--- INFORMATION SUPPLIED ---
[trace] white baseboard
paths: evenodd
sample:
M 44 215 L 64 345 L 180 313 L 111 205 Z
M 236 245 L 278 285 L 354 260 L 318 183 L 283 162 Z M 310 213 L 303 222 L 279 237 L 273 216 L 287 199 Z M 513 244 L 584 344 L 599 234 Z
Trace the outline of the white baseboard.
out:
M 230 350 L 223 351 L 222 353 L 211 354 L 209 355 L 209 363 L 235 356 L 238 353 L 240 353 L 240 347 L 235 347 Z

---

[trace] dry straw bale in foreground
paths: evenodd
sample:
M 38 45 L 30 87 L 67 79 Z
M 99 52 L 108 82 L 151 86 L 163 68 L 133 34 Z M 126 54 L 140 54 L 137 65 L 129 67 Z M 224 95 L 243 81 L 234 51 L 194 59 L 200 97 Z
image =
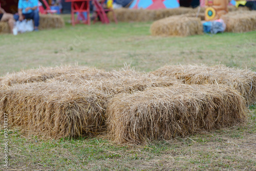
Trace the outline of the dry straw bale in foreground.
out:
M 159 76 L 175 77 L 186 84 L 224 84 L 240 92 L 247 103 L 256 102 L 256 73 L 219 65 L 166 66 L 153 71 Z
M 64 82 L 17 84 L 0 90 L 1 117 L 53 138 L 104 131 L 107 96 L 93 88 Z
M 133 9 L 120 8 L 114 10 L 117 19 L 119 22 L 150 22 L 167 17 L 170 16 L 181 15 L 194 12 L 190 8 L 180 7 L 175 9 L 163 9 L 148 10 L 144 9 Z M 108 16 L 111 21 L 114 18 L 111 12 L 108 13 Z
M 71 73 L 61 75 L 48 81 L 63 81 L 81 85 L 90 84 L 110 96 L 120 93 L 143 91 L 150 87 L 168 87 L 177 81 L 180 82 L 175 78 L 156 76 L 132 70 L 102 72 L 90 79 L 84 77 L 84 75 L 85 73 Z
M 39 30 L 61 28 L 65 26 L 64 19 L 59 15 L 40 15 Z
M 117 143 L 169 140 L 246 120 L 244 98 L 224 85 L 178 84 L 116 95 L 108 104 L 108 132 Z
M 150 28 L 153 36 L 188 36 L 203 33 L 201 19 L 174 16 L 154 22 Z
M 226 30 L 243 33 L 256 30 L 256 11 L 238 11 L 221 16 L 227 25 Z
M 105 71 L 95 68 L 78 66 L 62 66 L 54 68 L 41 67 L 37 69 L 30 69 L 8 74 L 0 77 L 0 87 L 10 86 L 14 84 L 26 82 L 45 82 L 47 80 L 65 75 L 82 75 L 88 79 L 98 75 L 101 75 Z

==

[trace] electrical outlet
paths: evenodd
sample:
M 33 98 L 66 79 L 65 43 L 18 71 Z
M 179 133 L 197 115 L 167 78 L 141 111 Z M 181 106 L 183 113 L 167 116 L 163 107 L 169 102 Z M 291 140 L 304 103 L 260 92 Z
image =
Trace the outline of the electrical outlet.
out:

--- WRITTEN PROBLEM ---
Rewrite everything from the line containing "[trace] white baseboard" down to the line containing "M 230 350 L" as a numbered list, including both of those lines and omitting any blank lines.

--- THE RESULT ---
1. [trace] white baseboard
2. paths: evenodd
3. sample:
4. M 44 215 L 64 345 L 180 313 L 111 205 Z
5. M 236 245 L 278 285 L 354 260 L 318 183 L 283 162 Z M 310 213 L 303 222 L 279 237 L 273 216 L 287 199 Z M 513 244 L 584 344 L 599 234 Z
6. Trace the outline of the white baseboard.
7. out:
8. M 230 350 L 223 351 L 222 353 L 211 354 L 209 355 L 209 363 L 235 356 L 238 353 L 240 353 L 240 347 L 235 347 Z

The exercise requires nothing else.